[START DATA SECTION]
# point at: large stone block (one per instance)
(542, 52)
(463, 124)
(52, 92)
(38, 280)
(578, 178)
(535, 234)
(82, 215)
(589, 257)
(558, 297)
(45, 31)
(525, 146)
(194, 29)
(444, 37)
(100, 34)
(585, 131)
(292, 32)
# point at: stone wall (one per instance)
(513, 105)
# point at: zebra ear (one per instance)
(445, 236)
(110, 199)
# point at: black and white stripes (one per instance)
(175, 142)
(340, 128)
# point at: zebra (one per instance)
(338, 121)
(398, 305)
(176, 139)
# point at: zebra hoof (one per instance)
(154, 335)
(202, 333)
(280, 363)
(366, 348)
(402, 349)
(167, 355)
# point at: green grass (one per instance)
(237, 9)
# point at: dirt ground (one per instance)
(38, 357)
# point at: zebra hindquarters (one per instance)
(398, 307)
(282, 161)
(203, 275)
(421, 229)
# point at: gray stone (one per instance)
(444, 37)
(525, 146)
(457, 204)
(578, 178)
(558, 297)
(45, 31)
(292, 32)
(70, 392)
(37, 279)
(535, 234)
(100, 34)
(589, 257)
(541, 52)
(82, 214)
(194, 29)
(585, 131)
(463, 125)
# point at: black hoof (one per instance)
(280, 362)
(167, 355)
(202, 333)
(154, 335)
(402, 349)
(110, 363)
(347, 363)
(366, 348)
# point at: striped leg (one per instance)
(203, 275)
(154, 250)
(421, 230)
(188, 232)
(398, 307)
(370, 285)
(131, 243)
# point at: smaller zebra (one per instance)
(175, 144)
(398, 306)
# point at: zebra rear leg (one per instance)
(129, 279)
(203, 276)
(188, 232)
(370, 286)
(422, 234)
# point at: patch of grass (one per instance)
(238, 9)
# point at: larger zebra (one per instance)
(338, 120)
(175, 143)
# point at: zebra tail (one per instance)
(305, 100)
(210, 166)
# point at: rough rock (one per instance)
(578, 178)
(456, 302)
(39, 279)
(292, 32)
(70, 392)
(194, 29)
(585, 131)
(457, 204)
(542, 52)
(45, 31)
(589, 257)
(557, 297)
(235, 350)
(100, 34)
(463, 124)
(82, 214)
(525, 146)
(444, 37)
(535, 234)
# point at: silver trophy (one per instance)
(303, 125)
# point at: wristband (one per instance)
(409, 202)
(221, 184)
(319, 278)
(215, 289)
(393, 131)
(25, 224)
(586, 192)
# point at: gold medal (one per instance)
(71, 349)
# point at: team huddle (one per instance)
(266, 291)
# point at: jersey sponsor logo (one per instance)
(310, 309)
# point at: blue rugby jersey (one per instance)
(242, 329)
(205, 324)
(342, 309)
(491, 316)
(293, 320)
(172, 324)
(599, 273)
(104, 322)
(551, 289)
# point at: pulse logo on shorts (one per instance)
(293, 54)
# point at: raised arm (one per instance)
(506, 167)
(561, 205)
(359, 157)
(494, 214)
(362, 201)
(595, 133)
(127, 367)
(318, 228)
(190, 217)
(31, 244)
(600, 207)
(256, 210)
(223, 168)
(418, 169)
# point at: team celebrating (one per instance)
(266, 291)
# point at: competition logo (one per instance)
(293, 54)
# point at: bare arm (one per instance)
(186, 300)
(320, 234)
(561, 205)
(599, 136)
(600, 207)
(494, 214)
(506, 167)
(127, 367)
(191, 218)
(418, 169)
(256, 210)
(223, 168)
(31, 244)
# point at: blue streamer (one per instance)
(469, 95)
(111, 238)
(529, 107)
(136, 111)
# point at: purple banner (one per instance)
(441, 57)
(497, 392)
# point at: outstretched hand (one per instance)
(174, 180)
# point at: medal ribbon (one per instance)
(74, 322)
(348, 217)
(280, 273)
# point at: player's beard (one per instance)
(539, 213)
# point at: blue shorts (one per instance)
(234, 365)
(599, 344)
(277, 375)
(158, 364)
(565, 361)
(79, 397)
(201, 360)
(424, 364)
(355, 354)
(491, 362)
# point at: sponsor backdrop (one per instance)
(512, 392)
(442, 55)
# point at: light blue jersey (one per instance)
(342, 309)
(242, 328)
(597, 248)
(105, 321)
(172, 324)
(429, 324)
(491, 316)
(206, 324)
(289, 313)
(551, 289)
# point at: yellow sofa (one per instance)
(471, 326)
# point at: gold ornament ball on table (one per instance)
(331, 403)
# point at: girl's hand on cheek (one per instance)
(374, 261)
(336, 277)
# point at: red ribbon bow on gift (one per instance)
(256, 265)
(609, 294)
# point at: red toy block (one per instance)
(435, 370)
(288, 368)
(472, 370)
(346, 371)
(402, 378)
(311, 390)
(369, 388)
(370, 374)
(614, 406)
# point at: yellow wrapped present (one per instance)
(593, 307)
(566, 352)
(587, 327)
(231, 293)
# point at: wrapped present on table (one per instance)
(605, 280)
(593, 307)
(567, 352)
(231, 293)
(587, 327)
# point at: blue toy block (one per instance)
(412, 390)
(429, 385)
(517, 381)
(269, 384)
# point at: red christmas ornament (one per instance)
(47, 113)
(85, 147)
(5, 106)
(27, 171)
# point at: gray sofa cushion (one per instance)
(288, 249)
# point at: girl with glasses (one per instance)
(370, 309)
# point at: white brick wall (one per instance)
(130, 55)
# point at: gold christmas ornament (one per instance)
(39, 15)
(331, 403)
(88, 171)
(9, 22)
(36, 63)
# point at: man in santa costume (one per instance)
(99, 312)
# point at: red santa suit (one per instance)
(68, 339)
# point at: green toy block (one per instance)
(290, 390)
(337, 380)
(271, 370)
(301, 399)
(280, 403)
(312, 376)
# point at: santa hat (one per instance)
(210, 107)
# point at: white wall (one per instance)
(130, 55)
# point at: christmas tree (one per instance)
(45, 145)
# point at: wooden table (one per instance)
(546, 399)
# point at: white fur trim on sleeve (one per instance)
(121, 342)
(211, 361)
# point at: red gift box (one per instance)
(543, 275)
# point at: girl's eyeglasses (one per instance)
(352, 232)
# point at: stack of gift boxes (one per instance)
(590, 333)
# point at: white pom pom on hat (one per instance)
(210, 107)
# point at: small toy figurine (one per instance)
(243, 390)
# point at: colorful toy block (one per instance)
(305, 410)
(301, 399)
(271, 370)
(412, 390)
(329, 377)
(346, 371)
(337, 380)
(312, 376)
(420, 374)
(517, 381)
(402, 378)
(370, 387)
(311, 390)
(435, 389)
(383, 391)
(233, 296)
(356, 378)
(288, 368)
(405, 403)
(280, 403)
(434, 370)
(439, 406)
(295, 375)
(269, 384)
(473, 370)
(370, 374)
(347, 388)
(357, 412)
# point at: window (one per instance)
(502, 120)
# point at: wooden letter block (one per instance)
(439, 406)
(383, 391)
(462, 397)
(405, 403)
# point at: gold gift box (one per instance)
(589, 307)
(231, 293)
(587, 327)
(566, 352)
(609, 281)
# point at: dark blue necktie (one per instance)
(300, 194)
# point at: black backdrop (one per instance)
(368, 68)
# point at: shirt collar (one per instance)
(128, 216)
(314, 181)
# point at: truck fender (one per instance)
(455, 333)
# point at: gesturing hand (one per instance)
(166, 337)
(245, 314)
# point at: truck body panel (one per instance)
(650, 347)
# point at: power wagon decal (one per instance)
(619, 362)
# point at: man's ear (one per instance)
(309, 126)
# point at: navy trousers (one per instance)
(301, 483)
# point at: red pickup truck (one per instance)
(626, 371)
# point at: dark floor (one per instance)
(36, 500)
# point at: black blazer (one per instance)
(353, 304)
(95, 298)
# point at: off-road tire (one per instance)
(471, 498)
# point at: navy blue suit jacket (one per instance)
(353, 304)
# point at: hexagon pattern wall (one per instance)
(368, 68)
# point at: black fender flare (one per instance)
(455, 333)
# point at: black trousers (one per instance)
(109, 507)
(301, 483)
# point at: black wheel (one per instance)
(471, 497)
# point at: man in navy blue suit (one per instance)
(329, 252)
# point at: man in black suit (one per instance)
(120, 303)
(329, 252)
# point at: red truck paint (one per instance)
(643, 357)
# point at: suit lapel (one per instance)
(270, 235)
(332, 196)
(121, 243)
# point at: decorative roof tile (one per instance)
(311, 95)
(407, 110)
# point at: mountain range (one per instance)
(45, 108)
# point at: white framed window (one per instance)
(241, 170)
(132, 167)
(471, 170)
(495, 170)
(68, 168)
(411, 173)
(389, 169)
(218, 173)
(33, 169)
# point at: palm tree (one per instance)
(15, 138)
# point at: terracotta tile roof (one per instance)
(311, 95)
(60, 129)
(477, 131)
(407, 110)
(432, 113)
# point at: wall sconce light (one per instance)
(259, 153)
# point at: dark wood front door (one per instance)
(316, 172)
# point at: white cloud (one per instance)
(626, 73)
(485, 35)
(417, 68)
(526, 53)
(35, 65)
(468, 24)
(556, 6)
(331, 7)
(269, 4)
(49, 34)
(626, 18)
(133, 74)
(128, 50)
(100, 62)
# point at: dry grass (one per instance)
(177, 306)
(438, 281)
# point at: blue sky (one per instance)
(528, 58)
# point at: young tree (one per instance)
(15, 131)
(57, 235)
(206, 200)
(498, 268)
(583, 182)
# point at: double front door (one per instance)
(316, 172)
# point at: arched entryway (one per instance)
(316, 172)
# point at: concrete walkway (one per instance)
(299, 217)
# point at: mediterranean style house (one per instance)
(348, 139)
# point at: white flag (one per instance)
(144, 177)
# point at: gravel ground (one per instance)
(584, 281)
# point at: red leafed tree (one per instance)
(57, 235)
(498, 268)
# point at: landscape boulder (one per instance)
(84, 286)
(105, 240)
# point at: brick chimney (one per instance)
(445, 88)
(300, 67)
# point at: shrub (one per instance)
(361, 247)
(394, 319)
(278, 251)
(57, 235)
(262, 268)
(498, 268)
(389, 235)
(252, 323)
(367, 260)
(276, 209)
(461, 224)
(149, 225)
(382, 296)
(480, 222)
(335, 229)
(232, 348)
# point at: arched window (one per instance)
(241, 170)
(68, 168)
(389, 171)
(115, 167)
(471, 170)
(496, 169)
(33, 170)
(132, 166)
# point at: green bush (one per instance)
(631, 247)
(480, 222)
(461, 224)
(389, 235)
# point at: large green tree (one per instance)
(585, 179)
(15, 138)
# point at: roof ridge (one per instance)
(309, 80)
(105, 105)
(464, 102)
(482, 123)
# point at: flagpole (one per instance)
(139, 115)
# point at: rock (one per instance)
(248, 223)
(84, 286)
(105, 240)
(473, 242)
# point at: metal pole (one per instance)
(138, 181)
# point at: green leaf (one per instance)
[END DATA SECTION]
WRITTEN REQUEST: Please reproduce the listing, beginning at the line that has "# point at: rock (one per instance)" and stopping after its last line. Shift every point coordinate up by 103, and keep all other lines unchanged.

OUTPUT FOR THIS EXERCISE:
# point at: rock (one per instance)
(351, 326)
(187, 389)
(208, 343)
(576, 345)
# point at: metal pole (one per instance)
(241, 284)
# point at: green leaf (one per instance)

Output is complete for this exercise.